**The request**
Transcribe each line of the records below exactly, excluding any embedded images.

— START Records provided —

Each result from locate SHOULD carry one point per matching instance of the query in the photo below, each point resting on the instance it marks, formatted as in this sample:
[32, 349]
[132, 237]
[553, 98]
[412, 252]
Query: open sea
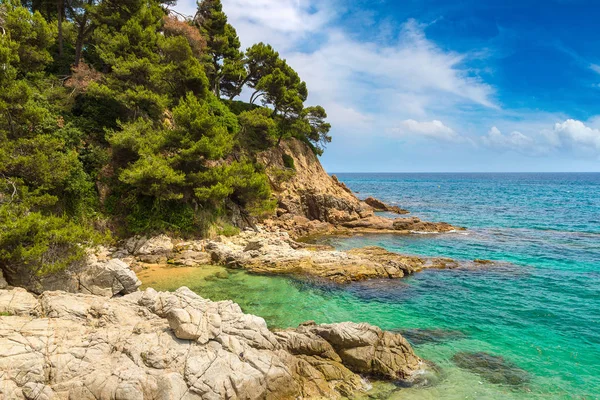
[527, 327]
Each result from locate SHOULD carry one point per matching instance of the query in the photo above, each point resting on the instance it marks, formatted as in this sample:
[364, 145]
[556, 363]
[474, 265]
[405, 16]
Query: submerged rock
[151, 345]
[423, 336]
[381, 206]
[494, 369]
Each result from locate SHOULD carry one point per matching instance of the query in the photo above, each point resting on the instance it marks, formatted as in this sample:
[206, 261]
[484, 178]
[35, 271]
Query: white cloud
[430, 129]
[514, 141]
[362, 84]
[563, 136]
[577, 134]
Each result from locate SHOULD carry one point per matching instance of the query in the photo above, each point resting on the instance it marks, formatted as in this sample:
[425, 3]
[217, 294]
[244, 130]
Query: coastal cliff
[311, 202]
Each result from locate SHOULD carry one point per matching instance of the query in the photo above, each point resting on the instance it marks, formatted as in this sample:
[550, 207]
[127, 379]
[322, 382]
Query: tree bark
[61, 11]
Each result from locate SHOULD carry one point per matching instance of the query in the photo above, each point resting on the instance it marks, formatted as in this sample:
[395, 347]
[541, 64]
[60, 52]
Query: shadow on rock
[494, 369]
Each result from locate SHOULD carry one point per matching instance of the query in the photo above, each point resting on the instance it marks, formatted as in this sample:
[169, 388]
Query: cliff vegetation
[124, 117]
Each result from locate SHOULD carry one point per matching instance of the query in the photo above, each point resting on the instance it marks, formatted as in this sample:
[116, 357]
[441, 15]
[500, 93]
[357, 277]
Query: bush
[42, 244]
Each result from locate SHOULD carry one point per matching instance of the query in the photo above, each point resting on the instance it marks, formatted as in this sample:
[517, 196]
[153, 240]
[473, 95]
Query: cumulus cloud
[576, 134]
[430, 129]
[362, 84]
[514, 141]
[563, 136]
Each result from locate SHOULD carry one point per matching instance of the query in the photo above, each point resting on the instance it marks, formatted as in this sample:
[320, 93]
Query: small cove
[539, 311]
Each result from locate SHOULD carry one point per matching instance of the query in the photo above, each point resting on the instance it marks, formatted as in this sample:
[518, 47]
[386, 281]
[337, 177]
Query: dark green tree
[224, 66]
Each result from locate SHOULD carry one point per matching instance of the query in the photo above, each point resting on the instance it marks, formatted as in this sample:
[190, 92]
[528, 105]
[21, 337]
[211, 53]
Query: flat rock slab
[276, 253]
[161, 345]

— END Records provided —

**Problem solution**
Each result from locate SHOULD carry one point per matching instance of the query in the photo below, each point resting on the instance it marks, formatted as in this sample:
[32, 349]
[132, 237]
[553, 98]
[412, 252]
Query: open sea
[527, 327]
Each result from locate SHOULD carry one point per matching instance of the query in the photo above, each point resting on the instance it marks, formatted as in this sample:
[364, 145]
[556, 363]
[474, 265]
[405, 16]
Query: submerged rock
[151, 345]
[423, 336]
[381, 206]
[494, 369]
Each result from locate SHOULD carry one point per matching instance of the query in the photo above, each point resting on the instance it marks, formatted as in this sample:
[206, 261]
[484, 178]
[35, 271]
Query: white cloud
[430, 129]
[514, 141]
[362, 84]
[563, 136]
[577, 134]
Each result from locate SHOULD carry one point per matching instance of the query in the photo above, each point resting on the instance it marks, formatted as in this sample:
[425, 3]
[217, 294]
[244, 130]
Query: coastal cliff
[311, 202]
Each result from locate SHOULD carry one point per matching instance of the query in the photo above, each point resting on the instance it marks, formatted as in this sample:
[550, 207]
[127, 379]
[322, 382]
Query: tree bark
[61, 11]
Each result from locate SHOULD carry one point per matching instance of the query in the photo above, each point resting on the instance it marks, formatted as in this sample:
[395, 347]
[541, 64]
[60, 52]
Query: shadow on rock
[494, 369]
Each result from locate SHOULD carry one point per matching instance of the query in the photo above, each point resting on the instance it marks, formatted as in this sample:
[169, 388]
Query: cliff vegetation
[124, 117]
Each result from locate SHOULD carry one point per matching instance of the query in the photo above, each point resting on the instance it marks, formatted as in this sample:
[116, 357]
[441, 15]
[500, 93]
[357, 277]
Query: bush
[42, 244]
Each result from locate SHOULD carry one point per matching instance of the query in the photo above, each point resting on the instance it marks, formatted as in this sample:
[517, 196]
[153, 240]
[473, 95]
Query: cumulus cloud
[576, 134]
[430, 129]
[362, 84]
[514, 141]
[563, 136]
Each result from locate SHOULD carry one point per matching instance of the query in the photo above, each point resting on the instance it marks, formatted as in this sample:
[320, 93]
Query: small cove
[539, 311]
Each result from locate SHOULD carry one point per matching instance of the query in the photo above, each point resting on the instance it marks, formatted as in this sample:
[518, 47]
[386, 281]
[337, 177]
Query: dark green tree
[224, 66]
Each result from locate SHOULD carry one point per matching instance of the query in the photo above, each point resting on the instance it marks, formatted as in this sample:
[190, 92]
[528, 105]
[21, 337]
[211, 53]
Query: flat rock slab
[276, 253]
[161, 345]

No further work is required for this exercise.